[Data extracted from a collection]
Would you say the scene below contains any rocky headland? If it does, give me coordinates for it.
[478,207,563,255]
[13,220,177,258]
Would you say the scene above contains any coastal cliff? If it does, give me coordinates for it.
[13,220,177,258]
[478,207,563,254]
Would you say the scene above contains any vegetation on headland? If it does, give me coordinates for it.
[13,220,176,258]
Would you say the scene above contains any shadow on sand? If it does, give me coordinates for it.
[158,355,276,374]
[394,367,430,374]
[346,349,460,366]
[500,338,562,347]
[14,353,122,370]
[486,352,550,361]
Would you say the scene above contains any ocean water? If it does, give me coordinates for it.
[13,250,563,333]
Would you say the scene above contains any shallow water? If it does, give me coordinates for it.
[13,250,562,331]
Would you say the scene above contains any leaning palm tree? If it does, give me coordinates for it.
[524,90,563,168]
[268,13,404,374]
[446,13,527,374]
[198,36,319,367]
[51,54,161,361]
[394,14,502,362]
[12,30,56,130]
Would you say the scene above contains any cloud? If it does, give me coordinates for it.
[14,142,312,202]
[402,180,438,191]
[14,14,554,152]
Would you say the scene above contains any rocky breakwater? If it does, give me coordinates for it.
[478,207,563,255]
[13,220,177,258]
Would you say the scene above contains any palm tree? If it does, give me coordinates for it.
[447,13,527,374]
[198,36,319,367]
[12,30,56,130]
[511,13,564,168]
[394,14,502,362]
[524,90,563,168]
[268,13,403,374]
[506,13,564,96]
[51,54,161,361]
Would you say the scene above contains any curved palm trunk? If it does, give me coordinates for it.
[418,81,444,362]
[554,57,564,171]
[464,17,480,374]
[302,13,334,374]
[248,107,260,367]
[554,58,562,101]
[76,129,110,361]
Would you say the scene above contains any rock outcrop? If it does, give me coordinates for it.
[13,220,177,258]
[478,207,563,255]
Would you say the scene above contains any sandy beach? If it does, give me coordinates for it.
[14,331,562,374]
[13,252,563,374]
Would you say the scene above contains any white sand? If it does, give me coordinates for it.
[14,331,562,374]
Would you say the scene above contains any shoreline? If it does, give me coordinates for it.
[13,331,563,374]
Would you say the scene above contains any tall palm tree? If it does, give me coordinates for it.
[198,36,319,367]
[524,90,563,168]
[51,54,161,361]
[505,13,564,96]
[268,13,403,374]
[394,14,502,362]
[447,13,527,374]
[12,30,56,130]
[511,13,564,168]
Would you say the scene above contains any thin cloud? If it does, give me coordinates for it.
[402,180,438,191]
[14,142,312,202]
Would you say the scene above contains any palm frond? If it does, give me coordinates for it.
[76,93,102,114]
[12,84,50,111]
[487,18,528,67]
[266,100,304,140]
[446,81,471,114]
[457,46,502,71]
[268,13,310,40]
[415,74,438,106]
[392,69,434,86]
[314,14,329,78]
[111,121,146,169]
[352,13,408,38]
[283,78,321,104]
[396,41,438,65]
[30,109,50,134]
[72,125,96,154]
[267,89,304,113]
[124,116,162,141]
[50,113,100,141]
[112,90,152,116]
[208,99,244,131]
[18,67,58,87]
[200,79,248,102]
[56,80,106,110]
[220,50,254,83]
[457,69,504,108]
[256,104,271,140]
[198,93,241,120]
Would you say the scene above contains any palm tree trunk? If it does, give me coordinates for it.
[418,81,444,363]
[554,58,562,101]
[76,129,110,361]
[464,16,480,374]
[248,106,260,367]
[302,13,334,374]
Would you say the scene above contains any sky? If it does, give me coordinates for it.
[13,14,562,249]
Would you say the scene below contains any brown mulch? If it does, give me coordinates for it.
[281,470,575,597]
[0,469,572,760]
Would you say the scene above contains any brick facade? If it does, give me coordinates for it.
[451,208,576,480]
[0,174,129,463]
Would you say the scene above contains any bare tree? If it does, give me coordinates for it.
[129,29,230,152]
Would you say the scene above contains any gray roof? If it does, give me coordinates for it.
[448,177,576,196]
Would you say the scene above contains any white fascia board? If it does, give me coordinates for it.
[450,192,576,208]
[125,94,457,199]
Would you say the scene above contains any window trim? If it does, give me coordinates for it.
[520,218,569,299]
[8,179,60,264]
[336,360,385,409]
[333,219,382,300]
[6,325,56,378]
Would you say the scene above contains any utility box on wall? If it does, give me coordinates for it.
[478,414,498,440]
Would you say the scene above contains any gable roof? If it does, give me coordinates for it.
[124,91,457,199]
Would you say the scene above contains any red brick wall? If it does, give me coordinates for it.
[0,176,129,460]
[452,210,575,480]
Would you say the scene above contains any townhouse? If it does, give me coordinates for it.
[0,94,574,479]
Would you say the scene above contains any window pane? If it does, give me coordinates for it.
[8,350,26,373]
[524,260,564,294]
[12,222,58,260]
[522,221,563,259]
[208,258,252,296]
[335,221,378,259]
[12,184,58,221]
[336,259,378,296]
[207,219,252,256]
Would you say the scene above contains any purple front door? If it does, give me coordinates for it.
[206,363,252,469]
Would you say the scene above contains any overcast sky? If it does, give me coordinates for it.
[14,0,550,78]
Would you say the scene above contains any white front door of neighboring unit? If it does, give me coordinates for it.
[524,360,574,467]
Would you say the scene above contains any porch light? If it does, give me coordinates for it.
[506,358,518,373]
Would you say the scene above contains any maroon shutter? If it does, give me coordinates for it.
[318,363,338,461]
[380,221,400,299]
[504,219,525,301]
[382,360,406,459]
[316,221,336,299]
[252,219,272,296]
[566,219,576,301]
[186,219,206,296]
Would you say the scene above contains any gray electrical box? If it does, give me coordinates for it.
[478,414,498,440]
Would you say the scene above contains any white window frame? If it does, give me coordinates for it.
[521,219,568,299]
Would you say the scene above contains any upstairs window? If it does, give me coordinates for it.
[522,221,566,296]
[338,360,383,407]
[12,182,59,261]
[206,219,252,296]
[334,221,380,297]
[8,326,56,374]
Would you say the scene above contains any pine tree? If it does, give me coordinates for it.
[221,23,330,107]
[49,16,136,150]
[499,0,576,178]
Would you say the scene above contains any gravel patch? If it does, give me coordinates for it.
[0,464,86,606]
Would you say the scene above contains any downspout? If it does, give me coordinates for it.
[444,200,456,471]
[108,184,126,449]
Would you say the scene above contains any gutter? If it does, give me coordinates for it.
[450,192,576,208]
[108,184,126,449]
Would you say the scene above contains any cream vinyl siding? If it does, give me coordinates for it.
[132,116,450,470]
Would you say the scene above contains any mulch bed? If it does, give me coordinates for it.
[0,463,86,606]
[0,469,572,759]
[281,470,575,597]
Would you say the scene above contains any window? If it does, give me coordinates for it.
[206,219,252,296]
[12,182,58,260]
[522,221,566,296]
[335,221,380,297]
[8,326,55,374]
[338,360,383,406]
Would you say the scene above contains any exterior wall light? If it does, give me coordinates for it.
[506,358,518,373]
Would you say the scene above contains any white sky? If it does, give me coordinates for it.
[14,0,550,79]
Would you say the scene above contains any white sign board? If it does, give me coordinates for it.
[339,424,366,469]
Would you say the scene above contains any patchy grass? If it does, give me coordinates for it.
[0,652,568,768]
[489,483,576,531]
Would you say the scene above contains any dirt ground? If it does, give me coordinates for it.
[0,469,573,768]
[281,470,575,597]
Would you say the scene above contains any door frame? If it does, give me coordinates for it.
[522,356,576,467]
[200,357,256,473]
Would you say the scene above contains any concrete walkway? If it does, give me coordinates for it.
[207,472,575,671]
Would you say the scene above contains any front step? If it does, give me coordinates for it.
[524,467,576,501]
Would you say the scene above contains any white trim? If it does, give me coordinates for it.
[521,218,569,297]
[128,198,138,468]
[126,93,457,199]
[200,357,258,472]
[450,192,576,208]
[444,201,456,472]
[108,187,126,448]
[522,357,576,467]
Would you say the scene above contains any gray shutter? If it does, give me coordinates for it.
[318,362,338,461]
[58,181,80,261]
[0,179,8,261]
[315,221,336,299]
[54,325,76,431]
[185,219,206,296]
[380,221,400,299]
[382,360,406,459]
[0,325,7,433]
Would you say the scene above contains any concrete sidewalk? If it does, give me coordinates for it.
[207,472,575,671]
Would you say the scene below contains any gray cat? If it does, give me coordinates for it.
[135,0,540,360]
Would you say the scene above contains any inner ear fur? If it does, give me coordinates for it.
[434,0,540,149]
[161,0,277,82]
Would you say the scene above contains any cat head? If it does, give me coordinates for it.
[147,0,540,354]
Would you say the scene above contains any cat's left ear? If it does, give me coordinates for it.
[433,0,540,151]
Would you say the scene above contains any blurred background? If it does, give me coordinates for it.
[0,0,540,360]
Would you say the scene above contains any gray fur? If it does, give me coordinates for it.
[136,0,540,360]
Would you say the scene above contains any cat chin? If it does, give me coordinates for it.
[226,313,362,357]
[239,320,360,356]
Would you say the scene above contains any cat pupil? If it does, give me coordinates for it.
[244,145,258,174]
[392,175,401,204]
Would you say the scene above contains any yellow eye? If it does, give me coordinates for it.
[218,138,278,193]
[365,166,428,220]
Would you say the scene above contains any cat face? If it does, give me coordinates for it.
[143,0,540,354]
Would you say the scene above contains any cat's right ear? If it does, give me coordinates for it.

STATED TASK |
Copy out the items above word for word, beginning at the line that contains "Would you say the scene above contains any cat chin?" and continuing through the end of the items.

EXERCISE OUTPUT |
Would you say the scene above contains any cat chin? If it does, give me coordinates for it.
[226,313,362,357]
[239,320,360,356]
Would you say the scene above contains any cat pupil? If it does, give me coordinates for it.
[244,145,258,174]
[392,175,401,204]
Would you say the scene above contains any yellow eye? If it does, give me coordinates for it.
[218,138,278,193]
[365,166,428,220]
Would you say the scene above contains any cat face? If it does, give me coordinates for it.
[143,0,540,354]
Would you say the scene above contains any cat's right ear? If it does, give me coordinates for it.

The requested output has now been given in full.